# START OF Provided information

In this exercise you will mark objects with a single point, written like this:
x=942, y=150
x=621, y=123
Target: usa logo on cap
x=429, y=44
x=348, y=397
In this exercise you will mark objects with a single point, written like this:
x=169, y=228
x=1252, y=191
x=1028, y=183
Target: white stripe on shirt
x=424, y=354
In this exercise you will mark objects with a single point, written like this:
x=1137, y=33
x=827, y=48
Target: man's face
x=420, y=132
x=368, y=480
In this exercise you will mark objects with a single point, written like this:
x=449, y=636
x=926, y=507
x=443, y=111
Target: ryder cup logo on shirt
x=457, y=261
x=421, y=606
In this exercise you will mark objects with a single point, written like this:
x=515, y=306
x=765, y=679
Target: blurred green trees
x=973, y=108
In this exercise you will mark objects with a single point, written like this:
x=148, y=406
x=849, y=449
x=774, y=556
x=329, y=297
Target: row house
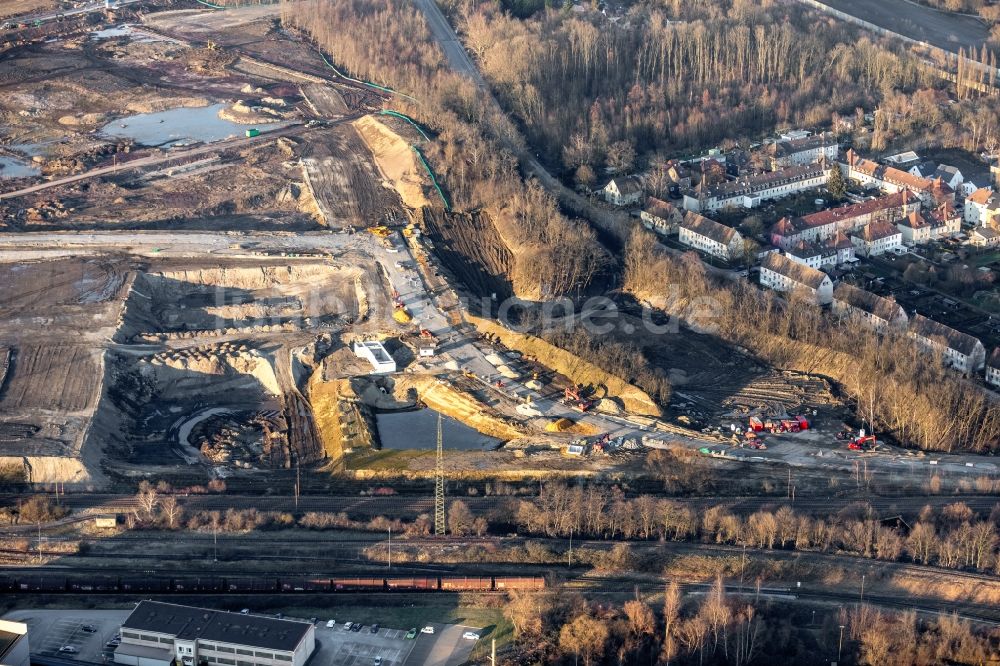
x=949, y=174
x=877, y=238
x=945, y=222
x=796, y=152
x=780, y=273
x=915, y=229
x=982, y=207
x=837, y=249
x=957, y=350
x=623, y=191
x=873, y=310
x=752, y=191
x=889, y=179
x=661, y=216
x=993, y=368
x=845, y=219
x=710, y=237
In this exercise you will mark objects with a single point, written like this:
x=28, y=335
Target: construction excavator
x=866, y=443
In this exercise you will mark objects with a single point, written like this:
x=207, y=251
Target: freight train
x=70, y=584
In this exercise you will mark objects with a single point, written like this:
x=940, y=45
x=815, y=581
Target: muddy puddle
x=418, y=430
x=180, y=126
x=12, y=168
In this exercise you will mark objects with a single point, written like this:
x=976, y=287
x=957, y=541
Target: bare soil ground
x=396, y=161
x=470, y=247
x=341, y=172
x=51, y=377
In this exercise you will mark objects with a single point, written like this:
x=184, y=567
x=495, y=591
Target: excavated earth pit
x=215, y=404
x=169, y=304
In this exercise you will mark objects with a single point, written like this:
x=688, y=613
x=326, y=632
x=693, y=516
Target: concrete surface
x=48, y=630
x=945, y=30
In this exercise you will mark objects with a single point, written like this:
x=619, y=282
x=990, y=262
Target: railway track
x=407, y=505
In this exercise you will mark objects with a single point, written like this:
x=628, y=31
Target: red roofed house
x=824, y=224
x=945, y=221
x=981, y=206
x=877, y=238
x=875, y=311
x=888, y=179
x=958, y=350
x=915, y=228
x=710, y=236
x=661, y=216
x=780, y=273
x=993, y=368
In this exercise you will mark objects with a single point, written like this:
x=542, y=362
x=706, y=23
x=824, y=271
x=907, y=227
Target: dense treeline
x=897, y=387
x=720, y=628
x=390, y=44
x=675, y=76
x=954, y=537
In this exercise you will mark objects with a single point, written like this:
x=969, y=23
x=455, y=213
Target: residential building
x=751, y=191
x=932, y=171
x=875, y=311
x=984, y=237
x=661, y=216
x=905, y=159
x=886, y=178
x=982, y=207
x=623, y=191
x=993, y=368
x=877, y=238
x=846, y=219
x=711, y=237
x=945, y=222
x=14, y=643
x=160, y=634
x=915, y=228
x=837, y=249
x=957, y=350
x=780, y=273
x=796, y=152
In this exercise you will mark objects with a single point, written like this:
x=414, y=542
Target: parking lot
x=49, y=630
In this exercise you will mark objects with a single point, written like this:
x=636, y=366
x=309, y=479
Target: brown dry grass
x=395, y=160
x=578, y=370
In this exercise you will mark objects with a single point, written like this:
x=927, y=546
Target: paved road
x=944, y=30
x=161, y=158
x=85, y=9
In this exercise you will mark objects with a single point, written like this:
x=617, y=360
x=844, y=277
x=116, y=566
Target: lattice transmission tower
x=439, y=525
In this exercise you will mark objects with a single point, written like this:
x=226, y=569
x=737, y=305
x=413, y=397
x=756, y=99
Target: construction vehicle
x=866, y=443
x=400, y=313
x=573, y=398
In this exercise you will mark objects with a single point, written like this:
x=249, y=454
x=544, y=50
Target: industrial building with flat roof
x=160, y=634
x=13, y=643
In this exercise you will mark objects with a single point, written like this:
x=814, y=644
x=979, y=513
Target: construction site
x=222, y=257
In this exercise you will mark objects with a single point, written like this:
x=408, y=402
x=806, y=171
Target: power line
x=439, y=486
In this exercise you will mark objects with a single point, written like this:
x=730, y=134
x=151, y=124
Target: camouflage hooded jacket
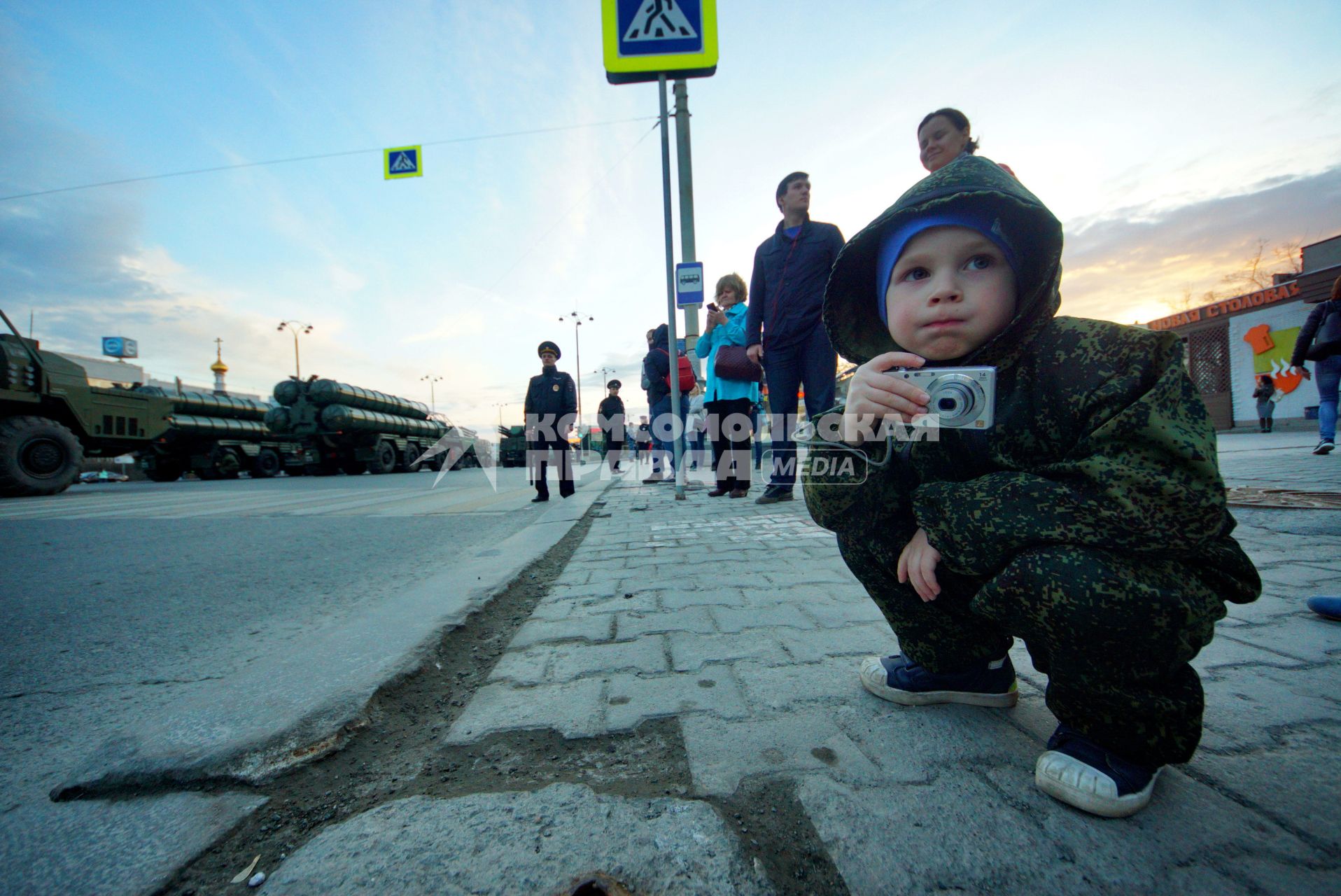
x=1101, y=439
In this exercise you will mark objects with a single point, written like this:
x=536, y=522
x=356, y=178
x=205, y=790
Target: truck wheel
x=167, y=470
x=384, y=459
x=38, y=456
x=228, y=463
x=409, y=459
x=467, y=459
x=266, y=464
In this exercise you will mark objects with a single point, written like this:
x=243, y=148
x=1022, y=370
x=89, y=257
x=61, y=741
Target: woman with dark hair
x=1329, y=369
x=943, y=137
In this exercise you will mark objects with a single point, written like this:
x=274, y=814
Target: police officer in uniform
x=612, y=424
x=552, y=405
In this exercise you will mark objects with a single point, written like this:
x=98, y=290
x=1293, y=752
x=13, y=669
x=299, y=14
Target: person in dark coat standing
x=656, y=370
x=1328, y=369
x=610, y=417
x=783, y=329
x=552, y=405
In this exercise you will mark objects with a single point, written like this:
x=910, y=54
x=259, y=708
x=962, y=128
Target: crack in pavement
x=89, y=688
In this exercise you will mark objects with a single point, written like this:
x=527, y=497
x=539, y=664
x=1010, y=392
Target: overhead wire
x=577, y=203
x=307, y=159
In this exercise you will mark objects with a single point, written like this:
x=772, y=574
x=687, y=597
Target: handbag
x=1326, y=341
x=733, y=363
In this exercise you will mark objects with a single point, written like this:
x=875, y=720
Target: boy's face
x=950, y=293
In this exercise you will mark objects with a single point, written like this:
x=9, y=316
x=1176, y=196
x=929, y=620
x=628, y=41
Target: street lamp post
x=577, y=351
x=430, y=380
x=295, y=326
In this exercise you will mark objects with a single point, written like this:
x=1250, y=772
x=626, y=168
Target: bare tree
x=1257, y=272
x=1188, y=301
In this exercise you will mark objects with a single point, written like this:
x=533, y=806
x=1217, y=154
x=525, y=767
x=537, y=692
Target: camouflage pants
x=1114, y=635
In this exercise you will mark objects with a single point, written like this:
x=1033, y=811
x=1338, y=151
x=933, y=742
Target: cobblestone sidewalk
x=743, y=623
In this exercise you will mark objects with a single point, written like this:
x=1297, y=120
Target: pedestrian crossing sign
x=645, y=39
x=402, y=161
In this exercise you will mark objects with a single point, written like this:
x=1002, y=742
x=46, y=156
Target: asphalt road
x=181, y=622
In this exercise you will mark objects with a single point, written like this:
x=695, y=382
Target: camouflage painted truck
x=51, y=419
x=219, y=438
x=511, y=446
x=353, y=430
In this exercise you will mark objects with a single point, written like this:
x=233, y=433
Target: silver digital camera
x=960, y=398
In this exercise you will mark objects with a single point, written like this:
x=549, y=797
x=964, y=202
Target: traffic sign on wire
x=402, y=161
x=645, y=39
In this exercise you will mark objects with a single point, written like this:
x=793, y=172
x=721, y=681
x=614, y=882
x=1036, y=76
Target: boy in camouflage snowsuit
x=1089, y=521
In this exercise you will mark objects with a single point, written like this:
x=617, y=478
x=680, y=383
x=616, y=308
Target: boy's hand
x=918, y=565
x=875, y=396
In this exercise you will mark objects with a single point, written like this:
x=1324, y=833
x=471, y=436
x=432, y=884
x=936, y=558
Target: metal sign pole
x=686, y=178
x=670, y=346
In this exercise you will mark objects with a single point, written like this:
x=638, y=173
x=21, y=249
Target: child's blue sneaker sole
x=875, y=678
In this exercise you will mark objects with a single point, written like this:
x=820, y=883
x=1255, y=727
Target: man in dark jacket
x=610, y=416
x=656, y=372
x=785, y=330
x=552, y=405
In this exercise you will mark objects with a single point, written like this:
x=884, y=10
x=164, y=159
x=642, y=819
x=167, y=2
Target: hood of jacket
x=850, y=314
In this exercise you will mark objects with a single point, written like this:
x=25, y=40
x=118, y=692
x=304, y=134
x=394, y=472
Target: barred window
x=1209, y=358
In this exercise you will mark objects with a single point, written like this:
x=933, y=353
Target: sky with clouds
x=1168, y=137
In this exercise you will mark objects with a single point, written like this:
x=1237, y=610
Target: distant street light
x=430, y=380
x=295, y=326
x=577, y=351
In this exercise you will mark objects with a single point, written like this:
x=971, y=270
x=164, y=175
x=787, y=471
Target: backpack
x=687, y=380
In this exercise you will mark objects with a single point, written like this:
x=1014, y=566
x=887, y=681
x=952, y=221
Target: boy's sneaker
x=900, y=680
x=1328, y=608
x=1084, y=774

# END OF Provided information

# Instruction
Reproduce the records word for word, from the start of the records through the line containing "x=70, y=584", with both ends included. Leave the pictures out.

# Correct result
In this exercise you will mark objects with a single point, written like this:
x=942, y=150
x=621, y=123
Target: usa logo on cap
x=429, y=44
x=348, y=397
In this exercise you will mark objects with a single point, written like this:
x=169, y=228
x=1252, y=191
x=1028, y=183
Target: white stripe on shirt
x=424, y=354
In this exercise you will mark objects with a single point, written like this:
x=1137, y=33
x=827, y=48
Target: man's face
x=420, y=132
x=368, y=480
In this exercise you will mark objects with a single point, written like this:
x=449, y=636
x=926, y=507
x=443, y=111
Target: ryder cup logo on shirt
x=457, y=261
x=421, y=606
In this exercise you will mark objects with a single point, written like this:
x=515, y=306
x=765, y=679
Target: blurred green trees
x=973, y=108
In this exercise you will mark objects with a single point, written like this:
x=148, y=406
x=849, y=449
x=774, y=556
x=329, y=297
Target: row house
x=949, y=174
x=877, y=238
x=945, y=222
x=796, y=152
x=780, y=273
x=915, y=229
x=982, y=207
x=837, y=249
x=957, y=350
x=623, y=191
x=873, y=310
x=752, y=191
x=889, y=179
x=661, y=216
x=993, y=368
x=845, y=219
x=710, y=237
In this exercise you will mark objects with a single point, written like this:
x=28, y=335
Target: construction excavator
x=866, y=443
In this exercise you will mark objects with a single point, written like this:
x=207, y=251
Target: freight train
x=70, y=584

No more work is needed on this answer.